We hold these truths to be self evident: Not all Trello boards are created equal.

Trello boards come in all shapes and sizes. Some are robust workflows, and some are just repositories of information. Some have a few cards, and some are bursting at the seams. It’s really all about what works for you and your particular initiative.

But you can make your myriad of boards and workflows even more powerful by connecting multiple boards together into a super flexible workflow. Here’s how:

How To Plan Out Your Trello Boards (Plural)

Starting out, it’s common to simply have a quick board for yourself that utilizes lists in the classic To Do list format. This is an easy and simple way to get all those little tasks out of your head and into a place where you can view the status of each. You can even break up your lists for daily tasks and longer term goals. It might look something like this:

A basic Trello board: To Do, Doing, Done

But what if one of those cards is actually becoming a big project with lots of little individual steps in it? That’s when it’s probably time to break that task out into its own board.

For this example let’s pretend that aforementioned large project is your lifelong dream-come-true of finally writing a book. (Go you! Seriously.) What started as a long term goal on your To Do List board is now a fleshed out plan that requires its own moving parts. Perhaps your Book Writing board looks something like this:

A more detailed Trello workflow: Trello Book Writing Board

Sweet! Now you have two boards: your daily To Do list board, and your bigger project Book Writing board. You can link your Book Writing board to your main To Do list board for quick navigation. It will look something like this:

How to link Trello boards together

While your Book Writing board allows you to see the bigger picture of how the project is coming along, you can still add the little tasks you want to immediately accomplish to your To Do list board. For example, on your plate for the week could be “Edit Chapter 2.” That would be a little task on your To Do list board, but the bigger context of the project would be attached. This workflow makes it easy to jump into the project board while still breaking down weekly tasks from your entire life on the day-to-day board.

Expanding Your Use Of Trello

Over time, and with more collaborators, your Trello universe will expand. Whether it’s for work or personal use, you will eventually have a web of boards that are tangentially connected. It will be something like this:

How to organize your many Trello boards

Understanding how all your boards connect together is how you are able to gain control over all of your tasks while still leveraging the flexibility of using different workflows. Below are a few more ways to make your different workflows even more powerful:

1) Repository Boards

Sometimes you just need a board where you put things. These “things” can be resource links, instructions, or explanation docs. These Trello boards are effectively repositories of information. Think of repository boards kind of like encyclopedias: they’re a way to find reference material.

→ **EXERCISE A**
Summarize the Trello boards text in two sentences.

→ **TASK INPUT**
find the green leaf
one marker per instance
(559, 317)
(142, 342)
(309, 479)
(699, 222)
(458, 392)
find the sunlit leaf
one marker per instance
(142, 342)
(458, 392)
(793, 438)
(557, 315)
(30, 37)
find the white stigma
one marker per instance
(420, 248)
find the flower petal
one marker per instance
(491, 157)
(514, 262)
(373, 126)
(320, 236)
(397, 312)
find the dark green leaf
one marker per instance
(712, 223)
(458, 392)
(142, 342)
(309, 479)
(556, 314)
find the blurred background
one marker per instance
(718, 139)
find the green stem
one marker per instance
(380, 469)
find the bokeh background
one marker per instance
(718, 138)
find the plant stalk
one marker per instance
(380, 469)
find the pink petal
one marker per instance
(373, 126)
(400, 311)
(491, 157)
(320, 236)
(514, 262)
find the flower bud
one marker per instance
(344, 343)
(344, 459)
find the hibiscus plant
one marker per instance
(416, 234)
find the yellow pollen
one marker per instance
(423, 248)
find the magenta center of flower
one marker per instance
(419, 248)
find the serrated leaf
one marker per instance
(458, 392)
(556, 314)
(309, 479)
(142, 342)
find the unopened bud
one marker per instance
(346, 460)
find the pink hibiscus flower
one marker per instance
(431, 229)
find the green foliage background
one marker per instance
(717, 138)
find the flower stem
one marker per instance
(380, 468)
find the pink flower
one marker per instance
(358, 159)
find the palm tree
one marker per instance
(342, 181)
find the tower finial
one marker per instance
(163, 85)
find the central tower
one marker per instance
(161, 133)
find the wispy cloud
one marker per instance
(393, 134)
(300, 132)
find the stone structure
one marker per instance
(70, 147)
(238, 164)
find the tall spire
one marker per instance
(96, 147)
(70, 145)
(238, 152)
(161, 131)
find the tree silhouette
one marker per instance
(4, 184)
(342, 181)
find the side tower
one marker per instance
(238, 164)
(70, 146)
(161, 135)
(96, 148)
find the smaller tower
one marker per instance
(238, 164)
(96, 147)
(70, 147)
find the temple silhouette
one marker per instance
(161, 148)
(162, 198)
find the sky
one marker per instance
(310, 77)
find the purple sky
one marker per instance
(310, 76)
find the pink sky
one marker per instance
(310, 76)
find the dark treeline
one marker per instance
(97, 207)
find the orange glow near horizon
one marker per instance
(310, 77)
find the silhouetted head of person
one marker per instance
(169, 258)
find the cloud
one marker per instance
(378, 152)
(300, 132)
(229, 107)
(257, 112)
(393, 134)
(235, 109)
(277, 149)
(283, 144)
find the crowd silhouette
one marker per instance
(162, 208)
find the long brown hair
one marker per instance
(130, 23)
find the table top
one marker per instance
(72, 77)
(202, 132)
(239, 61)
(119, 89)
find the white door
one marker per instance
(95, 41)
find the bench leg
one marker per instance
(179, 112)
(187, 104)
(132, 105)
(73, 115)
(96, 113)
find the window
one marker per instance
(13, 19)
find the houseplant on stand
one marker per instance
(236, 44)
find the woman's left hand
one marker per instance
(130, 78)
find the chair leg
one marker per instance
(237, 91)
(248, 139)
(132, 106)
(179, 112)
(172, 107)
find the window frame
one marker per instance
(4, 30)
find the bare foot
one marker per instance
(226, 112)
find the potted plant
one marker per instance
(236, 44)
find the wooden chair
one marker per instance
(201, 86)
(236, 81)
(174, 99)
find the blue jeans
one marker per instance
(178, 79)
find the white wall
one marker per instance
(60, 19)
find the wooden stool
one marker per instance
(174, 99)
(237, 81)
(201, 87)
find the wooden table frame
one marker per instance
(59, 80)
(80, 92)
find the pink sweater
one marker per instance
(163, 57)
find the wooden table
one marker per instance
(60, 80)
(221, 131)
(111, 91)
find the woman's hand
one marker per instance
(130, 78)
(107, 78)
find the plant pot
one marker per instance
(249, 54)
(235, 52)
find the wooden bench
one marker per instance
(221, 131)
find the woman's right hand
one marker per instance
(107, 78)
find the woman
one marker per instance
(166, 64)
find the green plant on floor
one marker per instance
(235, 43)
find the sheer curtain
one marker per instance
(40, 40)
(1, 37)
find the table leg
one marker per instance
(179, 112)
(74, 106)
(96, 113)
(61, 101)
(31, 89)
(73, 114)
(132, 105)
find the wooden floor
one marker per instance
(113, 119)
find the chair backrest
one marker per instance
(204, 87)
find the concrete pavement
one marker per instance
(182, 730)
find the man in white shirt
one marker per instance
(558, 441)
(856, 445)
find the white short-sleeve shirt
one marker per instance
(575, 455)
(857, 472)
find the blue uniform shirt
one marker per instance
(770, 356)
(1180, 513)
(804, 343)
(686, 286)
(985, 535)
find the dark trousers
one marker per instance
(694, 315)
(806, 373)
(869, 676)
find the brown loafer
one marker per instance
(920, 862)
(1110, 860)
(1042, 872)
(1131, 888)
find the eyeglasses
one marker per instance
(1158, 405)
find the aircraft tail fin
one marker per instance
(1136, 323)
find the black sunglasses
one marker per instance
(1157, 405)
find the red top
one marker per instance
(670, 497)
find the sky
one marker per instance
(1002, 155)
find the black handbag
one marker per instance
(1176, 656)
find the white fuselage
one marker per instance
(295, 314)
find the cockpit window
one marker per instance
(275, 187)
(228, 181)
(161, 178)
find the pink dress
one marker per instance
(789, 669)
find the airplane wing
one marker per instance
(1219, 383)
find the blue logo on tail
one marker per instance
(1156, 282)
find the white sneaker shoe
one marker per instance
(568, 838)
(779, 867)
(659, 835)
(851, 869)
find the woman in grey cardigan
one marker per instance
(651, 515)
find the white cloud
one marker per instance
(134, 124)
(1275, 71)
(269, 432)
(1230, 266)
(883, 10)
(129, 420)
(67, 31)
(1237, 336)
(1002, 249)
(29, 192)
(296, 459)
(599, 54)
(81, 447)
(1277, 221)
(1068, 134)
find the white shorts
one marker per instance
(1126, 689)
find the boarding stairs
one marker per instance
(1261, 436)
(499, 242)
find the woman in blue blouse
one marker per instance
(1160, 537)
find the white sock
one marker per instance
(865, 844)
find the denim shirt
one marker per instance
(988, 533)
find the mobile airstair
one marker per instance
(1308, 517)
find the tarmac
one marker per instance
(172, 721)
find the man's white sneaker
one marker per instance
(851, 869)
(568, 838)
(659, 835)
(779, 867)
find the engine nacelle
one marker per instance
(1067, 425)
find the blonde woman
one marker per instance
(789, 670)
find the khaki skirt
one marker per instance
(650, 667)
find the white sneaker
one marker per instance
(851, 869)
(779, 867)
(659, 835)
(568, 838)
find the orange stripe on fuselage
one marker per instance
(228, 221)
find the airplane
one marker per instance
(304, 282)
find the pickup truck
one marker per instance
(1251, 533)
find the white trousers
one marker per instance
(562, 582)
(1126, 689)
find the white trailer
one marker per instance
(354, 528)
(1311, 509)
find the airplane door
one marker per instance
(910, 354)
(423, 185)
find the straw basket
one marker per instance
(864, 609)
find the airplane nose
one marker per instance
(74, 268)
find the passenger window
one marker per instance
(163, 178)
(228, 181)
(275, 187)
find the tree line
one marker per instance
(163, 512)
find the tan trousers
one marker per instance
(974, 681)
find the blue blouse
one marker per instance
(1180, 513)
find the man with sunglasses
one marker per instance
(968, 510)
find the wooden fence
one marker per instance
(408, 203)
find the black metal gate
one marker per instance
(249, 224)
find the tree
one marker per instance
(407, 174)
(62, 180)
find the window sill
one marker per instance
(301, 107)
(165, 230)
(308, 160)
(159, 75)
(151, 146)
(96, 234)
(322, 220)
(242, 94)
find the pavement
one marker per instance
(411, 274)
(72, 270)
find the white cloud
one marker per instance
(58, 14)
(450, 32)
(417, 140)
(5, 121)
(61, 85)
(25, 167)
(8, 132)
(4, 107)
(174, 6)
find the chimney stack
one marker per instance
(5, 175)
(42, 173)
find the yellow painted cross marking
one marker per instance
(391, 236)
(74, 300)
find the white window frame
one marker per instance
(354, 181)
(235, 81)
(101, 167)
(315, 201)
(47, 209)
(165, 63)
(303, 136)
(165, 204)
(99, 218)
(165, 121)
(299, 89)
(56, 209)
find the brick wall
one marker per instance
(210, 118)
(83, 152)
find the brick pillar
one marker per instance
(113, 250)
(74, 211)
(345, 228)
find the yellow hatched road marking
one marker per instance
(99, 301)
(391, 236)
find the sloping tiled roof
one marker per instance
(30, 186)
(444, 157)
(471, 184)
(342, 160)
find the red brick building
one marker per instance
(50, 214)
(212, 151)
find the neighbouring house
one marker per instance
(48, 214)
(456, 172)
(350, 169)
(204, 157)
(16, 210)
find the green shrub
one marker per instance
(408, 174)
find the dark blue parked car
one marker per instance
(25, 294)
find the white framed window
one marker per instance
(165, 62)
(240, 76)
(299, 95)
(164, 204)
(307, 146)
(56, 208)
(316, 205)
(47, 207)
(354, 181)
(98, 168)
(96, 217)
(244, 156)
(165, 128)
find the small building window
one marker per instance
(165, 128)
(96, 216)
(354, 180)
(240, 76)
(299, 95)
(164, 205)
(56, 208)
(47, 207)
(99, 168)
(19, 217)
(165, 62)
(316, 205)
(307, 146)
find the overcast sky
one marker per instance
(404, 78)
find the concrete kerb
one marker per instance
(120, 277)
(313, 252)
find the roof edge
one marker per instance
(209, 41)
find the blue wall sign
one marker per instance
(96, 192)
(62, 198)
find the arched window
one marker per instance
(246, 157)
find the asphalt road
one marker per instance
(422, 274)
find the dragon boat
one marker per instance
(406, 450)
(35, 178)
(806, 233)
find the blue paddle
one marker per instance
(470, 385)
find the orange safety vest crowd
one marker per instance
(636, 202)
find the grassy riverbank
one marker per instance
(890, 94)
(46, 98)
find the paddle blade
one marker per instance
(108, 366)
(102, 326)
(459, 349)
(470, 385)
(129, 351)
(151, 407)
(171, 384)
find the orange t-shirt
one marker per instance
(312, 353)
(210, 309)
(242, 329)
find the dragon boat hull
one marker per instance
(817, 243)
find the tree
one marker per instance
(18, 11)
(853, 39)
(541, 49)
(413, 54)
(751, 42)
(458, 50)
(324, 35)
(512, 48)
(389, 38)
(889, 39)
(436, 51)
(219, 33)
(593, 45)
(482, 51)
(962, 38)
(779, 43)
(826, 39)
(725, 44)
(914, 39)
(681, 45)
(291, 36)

→ **EXERCISE B**
Determine how many lines of the rows contain the word "brown". Reply with the number alone.

→ **OUTPUT A**
Trello boards vary in shape and size, and connecting several boards into one flexible workflow can make them even more powerful. The text shows this by moving a large project, such as writing a book, from a To Do list board onto its own linked board, and it introduces repository boards as places for reference material.

→ **OUTPUT B**
2